> [Extracted information]
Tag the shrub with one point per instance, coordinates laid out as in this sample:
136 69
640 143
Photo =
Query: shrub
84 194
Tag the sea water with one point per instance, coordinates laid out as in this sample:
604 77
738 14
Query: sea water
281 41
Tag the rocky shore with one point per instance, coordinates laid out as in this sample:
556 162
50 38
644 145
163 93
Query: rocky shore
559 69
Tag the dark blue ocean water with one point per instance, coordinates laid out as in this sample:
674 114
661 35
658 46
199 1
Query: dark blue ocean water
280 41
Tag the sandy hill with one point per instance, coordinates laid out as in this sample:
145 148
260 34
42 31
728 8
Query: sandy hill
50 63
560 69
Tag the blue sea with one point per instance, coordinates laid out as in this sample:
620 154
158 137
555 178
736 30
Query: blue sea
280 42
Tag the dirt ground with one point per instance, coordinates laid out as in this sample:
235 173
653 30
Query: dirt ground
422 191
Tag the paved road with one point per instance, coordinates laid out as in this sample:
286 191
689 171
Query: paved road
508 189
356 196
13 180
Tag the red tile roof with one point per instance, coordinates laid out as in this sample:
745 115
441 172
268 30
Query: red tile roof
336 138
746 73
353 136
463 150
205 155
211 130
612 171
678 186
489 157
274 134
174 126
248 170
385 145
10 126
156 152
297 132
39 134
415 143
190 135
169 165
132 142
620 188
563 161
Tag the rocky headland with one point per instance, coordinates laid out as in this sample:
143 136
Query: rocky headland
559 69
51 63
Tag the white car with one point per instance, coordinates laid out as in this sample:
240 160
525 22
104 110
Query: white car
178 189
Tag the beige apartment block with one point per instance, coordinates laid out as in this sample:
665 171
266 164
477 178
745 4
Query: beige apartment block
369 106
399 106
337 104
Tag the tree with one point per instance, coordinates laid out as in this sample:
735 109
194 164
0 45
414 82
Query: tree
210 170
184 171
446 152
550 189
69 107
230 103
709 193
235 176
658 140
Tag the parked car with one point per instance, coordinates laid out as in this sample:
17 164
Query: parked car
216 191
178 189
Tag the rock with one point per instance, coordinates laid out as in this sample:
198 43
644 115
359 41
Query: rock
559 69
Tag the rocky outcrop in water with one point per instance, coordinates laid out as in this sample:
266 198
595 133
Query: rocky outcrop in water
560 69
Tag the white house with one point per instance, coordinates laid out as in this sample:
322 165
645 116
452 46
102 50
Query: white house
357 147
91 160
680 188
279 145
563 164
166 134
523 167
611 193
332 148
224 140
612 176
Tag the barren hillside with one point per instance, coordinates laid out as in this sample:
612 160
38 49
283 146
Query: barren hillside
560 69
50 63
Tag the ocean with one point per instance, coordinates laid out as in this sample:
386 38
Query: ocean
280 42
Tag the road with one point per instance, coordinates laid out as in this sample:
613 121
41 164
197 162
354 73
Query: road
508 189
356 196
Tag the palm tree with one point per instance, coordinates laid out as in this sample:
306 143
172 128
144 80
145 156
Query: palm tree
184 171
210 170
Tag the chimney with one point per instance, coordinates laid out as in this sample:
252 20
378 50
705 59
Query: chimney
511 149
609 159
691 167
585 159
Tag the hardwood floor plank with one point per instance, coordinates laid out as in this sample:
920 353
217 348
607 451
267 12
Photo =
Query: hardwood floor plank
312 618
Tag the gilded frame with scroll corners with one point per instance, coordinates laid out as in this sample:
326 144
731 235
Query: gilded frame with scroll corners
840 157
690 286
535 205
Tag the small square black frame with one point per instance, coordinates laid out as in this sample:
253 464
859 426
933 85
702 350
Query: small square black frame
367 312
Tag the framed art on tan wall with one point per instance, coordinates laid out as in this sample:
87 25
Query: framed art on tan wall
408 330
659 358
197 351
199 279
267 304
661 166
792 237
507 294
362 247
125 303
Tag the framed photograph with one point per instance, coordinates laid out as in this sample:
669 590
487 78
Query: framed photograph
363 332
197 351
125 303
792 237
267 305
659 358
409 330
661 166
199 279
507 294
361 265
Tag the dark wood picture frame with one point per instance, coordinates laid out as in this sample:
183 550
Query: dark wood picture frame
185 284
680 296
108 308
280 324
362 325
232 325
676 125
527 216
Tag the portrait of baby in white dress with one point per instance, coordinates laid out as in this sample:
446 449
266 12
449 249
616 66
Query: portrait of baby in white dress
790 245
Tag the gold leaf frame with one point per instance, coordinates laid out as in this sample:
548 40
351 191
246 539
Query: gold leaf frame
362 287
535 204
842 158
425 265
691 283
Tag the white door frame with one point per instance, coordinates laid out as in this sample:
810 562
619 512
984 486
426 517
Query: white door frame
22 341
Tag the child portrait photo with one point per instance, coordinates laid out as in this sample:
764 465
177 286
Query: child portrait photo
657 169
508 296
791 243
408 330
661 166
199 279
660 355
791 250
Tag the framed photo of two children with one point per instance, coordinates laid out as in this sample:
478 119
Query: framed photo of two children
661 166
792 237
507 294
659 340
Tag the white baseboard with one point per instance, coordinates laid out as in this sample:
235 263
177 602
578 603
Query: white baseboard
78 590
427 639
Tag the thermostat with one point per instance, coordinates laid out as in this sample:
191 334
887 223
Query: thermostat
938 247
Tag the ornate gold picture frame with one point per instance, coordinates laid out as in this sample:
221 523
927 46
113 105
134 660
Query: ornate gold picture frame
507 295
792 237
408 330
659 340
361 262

> [Exercise prompt] Find the line with "Query: dark wood picture frame". Transcribe it and every line after it exactly, through the end of the records above, and nothing else.

> [Finished task]
Query: dark wood picture frame
185 284
680 296
108 308
280 324
362 325
232 325
676 125
527 216
Tag the portrait of baby in white dress with one point per instance, coordinates laid out as in this sample:
446 449
266 12
449 249
616 66
Query: portrait of baby in white dress
790 245
Tag the gold leaf frame with one point per instance, coordinates laid out as in this sample:
548 40
351 191
246 539
Query: gold leaf frame
362 287
535 204
842 158
425 265
691 283
Tag the white door frame with one point per instance, coordinates laid out as in this sample:
810 562
619 512
984 486
426 517
Query: white door frame
22 341
Tag the child portrait photo with one point per instance, coordinates laid out as in this sample:
764 465
177 286
Query: child portrait photo
657 169
508 296
791 243
408 330
661 166
199 279
660 355
791 250
Tag the framed photo of two children with one point per instance, coordinates laid out as in this sample:
478 119
Query: framed photo of two children
661 166
792 237
507 294
659 340
Tag the white baseboard with one point per instance, coordinates laid out as in this sample:
235 263
177 602
578 603
Query: white baseboard
78 590
427 639
Tag the thermostat with one point per instance, coordinates laid out as in this sample:
191 334
887 223
Query: thermostat
938 247
Tag the ornate gold picture frame with one point per instance, coordinates laid out as in this sample:
221 523
927 46
113 105
134 660
Query: ornate gold picture frame
507 295
792 237
408 330
659 340
361 262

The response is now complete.